▸ **Short problem**:
Type out the material below exactly.

[start]

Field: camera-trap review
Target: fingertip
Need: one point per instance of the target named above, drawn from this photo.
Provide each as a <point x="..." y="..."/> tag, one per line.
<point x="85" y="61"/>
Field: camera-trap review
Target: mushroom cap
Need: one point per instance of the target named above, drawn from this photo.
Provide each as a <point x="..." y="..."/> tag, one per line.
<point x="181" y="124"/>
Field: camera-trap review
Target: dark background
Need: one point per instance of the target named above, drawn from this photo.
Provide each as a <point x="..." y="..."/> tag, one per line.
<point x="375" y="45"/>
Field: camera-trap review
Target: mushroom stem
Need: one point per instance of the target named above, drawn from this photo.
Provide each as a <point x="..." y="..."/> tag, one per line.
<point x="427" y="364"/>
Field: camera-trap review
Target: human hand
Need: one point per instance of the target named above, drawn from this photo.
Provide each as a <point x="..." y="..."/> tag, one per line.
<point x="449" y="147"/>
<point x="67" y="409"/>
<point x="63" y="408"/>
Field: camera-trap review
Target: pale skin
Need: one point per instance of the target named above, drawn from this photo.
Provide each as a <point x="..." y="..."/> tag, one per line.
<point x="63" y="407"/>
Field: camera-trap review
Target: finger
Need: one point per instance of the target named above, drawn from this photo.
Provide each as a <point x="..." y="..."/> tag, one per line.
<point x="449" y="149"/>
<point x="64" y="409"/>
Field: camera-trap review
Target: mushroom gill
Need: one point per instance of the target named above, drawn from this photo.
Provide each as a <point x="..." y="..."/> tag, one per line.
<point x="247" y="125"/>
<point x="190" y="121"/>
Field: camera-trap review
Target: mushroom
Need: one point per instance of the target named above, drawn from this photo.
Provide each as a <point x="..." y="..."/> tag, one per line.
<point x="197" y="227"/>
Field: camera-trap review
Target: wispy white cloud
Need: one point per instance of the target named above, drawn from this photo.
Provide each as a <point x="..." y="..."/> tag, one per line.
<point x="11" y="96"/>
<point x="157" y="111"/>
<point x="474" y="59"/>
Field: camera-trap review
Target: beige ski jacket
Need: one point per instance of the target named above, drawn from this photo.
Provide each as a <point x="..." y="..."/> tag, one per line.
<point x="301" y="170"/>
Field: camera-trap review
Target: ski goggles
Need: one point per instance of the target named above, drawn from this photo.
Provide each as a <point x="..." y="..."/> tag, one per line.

[end]

▸ **Complete response**:
Field: camera-trap review
Target: fingertip
Need: one point per instance of the target named above, drawn from this photo.
Provide each as a <point x="..." y="..."/> tag, one per line.
<point x="85" y="61"/>
Field: camera-trap review
Target: mushroom cap
Need: one point per instance of the target named above, drawn from this photo.
Provide each as a <point x="..." y="..."/> tag, one per line.
<point x="181" y="124"/>
Field: camera-trap review
Target: dark background
Need: one point per instance of the target named above, drawn from this photo.
Provide each as a <point x="..." y="..."/> tag, one per line.
<point x="375" y="45"/>
Field: camera-trap review
Target: mushroom stem
Need: one point per instance of the target named above, drawn from this photo.
Provide each as a <point x="..." y="..."/> tag, one per line.
<point x="427" y="364"/>
Field: camera-trap review
Target: human hand
Need: one point per instance of the target named above, drawn from this photo.
Provide each as a <point x="..." y="..."/> tag, one per line.
<point x="449" y="147"/>
<point x="67" y="409"/>
<point x="63" y="408"/>
Field: camera-trap review
Target: pale skin
Need: one point per instance of the target named above, drawn from this photo.
Provide each as a <point x="..." y="..."/> tag, one per line.
<point x="63" y="407"/>
Field: camera-trap review
Target: finger
Need: one point per instance of the target named above, drawn from this photo.
Provide each as a <point x="..." y="..."/> tag, one per line.
<point x="449" y="149"/>
<point x="64" y="409"/>
Field: camera-trap review
Target: mushroom gill
Need: one point per instance of the target named above, drawn from this photo.
Provide each as a <point x="..." y="..."/> tag, one per line.
<point x="247" y="125"/>
<point x="190" y="121"/>
Field: camera-trap review
Target: mushroom
Need: one point per instance of the target named above, drawn from this photo.
Provide each as a <point x="..." y="..."/> tag, one per line.
<point x="197" y="227"/>
Field: camera-trap review
Target: wispy white cloud
Need: one point per instance of the target named above, drawn from this photo.
Provide each as a <point x="..." y="..."/> tag, one per line.
<point x="11" y="96"/>
<point x="157" y="111"/>
<point x="474" y="59"/>
Field: camera-trap review
Target: beige ski jacket
Need: one point per instance of the target named above, drawn from this photo.
Provide each as a <point x="..." y="..."/> tag, one per line.
<point x="301" y="170"/>
Field: camera-trap review
Target: ski goggles
Need: one point per instance of the target named above, drawn from this photo.
Provide each as a <point x="..." y="..."/> tag, one per line.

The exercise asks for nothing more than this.